[What to do]: Convert the records below into a two-column CSV with the header names "input" and "output", one row per record. Each row should hold the record's text and its answer, each in a single quoted field with line breaks replaced by spaces, and the pictures should be omitted.

[Saved data entries]
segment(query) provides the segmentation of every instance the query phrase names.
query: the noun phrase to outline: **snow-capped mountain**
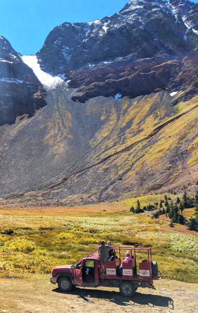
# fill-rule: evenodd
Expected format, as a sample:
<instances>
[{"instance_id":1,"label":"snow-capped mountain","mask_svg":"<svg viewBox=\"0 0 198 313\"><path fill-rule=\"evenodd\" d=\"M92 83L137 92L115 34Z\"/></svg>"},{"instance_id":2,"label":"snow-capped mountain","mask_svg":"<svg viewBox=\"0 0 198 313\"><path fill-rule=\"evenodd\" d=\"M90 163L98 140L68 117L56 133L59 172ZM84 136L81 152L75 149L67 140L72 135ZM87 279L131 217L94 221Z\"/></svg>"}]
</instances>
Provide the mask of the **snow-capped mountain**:
<instances>
[{"instance_id":1,"label":"snow-capped mountain","mask_svg":"<svg viewBox=\"0 0 198 313\"><path fill-rule=\"evenodd\" d=\"M197 4L184 0L131 0L112 16L58 25L36 55L42 68L53 74L124 65L162 53L178 56L189 49L190 37L197 39L193 32L198 9ZM187 34L186 28L191 27Z\"/></svg>"},{"instance_id":2,"label":"snow-capped mountain","mask_svg":"<svg viewBox=\"0 0 198 313\"><path fill-rule=\"evenodd\" d=\"M35 55L0 37L3 199L195 190L198 12L188 1L131 0L111 16L58 25Z\"/></svg>"},{"instance_id":3,"label":"snow-capped mountain","mask_svg":"<svg viewBox=\"0 0 198 313\"><path fill-rule=\"evenodd\" d=\"M16 117L32 116L46 105L43 86L19 54L0 36L0 126L14 123Z\"/></svg>"}]
</instances>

[Task answer]:
input,output
"segment(query) provides the segmentation of every instance the query phrase names. query: the noun phrase to outline: **snow-capped mountain** # fill-rule: evenodd Expected format, as a sample: <instances> [{""instance_id"":1,""label"":""snow-capped mountain"",""mask_svg"":""<svg viewBox=\""0 0 198 313\""><path fill-rule=\""evenodd\"" d=\""M92 83L137 92L115 34Z\""/></svg>""},{""instance_id"":2,""label"":""snow-capped mountain"",""mask_svg"":""<svg viewBox=\""0 0 198 313\""><path fill-rule=\""evenodd\"" d=\""M90 163L98 140L68 117L56 133L59 172ZM84 136L81 152L75 149L67 140L72 135ZM87 279L131 217L94 221Z\""/></svg>""}] </instances> Provide the mask of the **snow-capped mountain**:","<instances> [{""instance_id"":1,""label"":""snow-capped mountain"",""mask_svg"":""<svg viewBox=\""0 0 198 313\""><path fill-rule=\""evenodd\"" d=\""M197 4L184 0L131 0L112 16L58 25L36 55L42 68L53 74L124 65L162 53L178 56L189 49L190 37L197 39L193 32L198 9ZM187 34L186 28L191 27Z\""/></svg>""},{""instance_id"":2,""label"":""snow-capped mountain"",""mask_svg"":""<svg viewBox=\""0 0 198 313\""><path fill-rule=\""evenodd\"" d=\""M35 55L0 37L3 199L195 190L198 12L188 1L131 0L111 16L58 25Z\""/></svg>""},{""instance_id"":3,""label"":""snow-capped mountain"",""mask_svg"":""<svg viewBox=\""0 0 198 313\""><path fill-rule=\""evenodd\"" d=\""M16 117L32 116L46 105L43 86L19 54L0 36L0 126L14 123Z\""/></svg>""}] </instances>"